:: RECORDS PROVIDED ::

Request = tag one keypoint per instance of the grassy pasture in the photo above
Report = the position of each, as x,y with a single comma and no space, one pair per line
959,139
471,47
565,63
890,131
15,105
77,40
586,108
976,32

:::

**TO DO:** Edit the records above by replacing "grassy pasture" with "meadow" and give every line again with nothing else altered.

**RESULT OF THIS EXERCISE:**
Request = tag one keypoint per instance of the meadow in the photo above
Report = the position of each, as x,y with a single comma and no space, one pair per line
959,139
471,47
565,63
890,131
15,105
77,40
586,108
976,32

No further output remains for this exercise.